Phrase grounding data:
▶

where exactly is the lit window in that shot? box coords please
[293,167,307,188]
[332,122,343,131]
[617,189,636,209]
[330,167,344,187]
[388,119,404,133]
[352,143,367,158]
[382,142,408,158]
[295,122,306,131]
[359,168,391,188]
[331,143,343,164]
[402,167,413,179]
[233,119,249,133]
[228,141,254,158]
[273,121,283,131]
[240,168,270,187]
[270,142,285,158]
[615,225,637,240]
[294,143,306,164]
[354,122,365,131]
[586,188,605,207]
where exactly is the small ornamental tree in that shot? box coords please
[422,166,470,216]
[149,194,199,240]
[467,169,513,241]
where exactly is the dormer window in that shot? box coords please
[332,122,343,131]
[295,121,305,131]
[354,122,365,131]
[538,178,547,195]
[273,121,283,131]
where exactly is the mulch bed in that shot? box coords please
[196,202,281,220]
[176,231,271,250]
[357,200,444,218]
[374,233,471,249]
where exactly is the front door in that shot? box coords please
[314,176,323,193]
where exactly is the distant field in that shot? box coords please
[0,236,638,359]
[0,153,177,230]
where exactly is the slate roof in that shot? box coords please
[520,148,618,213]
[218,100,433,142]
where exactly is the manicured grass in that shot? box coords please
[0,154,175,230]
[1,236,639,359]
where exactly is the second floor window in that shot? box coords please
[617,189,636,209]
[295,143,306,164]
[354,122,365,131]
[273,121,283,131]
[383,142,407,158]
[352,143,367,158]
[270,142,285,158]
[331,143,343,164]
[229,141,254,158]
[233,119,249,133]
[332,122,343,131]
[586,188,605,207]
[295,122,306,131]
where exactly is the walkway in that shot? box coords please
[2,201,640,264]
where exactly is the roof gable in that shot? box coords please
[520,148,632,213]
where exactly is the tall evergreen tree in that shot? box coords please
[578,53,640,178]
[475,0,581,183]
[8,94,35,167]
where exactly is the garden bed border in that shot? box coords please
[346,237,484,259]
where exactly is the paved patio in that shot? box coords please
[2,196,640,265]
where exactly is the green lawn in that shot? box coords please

◀

● TRY IT: Your task is to reproduce all the data exactly as shown.

● PROBLEM SOLUTION:
where exactly is the lit window in that shot? box coords please
[293,167,307,188]
[332,122,343,131]
[617,189,636,209]
[330,167,344,187]
[388,119,404,133]
[352,143,367,158]
[382,142,408,158]
[295,122,306,131]
[359,168,391,188]
[331,143,343,164]
[402,167,413,179]
[233,119,249,133]
[228,141,254,158]
[273,121,283,131]
[240,168,270,187]
[270,142,285,158]
[615,225,637,240]
[294,143,306,164]
[354,122,365,131]
[586,188,605,207]
where exactly is the small ornamental tree in that shot? box coords please
[422,166,470,216]
[149,194,199,240]
[467,169,513,241]
where exactly is the dormer window in that shot? box coords please
[332,122,343,131]
[295,121,305,131]
[354,122,365,131]
[538,178,547,195]
[273,121,283,131]
where exactly is the mulch bed in that shot? box coords please
[196,202,281,220]
[176,231,271,250]
[357,200,444,218]
[374,233,471,249]
where exactly is the front door in that shot? box coords please
[314,176,323,193]
where exactly is the distant field in that shot? box coords please
[0,236,638,359]
[0,153,177,230]
where exactly is the slate roof in that shot? box coords please
[520,148,618,213]
[218,100,433,142]
where exactly is the manicured grass in that shot? box coords please
[0,154,175,230]
[1,236,639,359]
where exactly is the second floor window in that shot? box coords please
[617,189,636,209]
[295,143,306,164]
[354,122,365,131]
[273,121,283,131]
[383,142,407,158]
[352,143,367,158]
[270,142,285,158]
[331,143,343,164]
[229,141,254,158]
[233,119,249,133]
[332,122,343,131]
[586,188,605,207]
[295,122,306,131]
where exactly is the walkway in that shot? box coords please
[2,201,640,264]
where exactly is the roof gable in that shot? box coords please
[520,148,632,213]
where exactly is the tall evergreen tree in that shot? box coords please
[578,53,640,178]
[475,0,581,183]
[8,94,35,167]
where exactly is the garden bed border in that shot? box coords please
[346,237,484,259]
where exactly is the paved patio in that shot? box coords please
[2,196,640,265]
where exactly is the green lawn in that shot? box coords please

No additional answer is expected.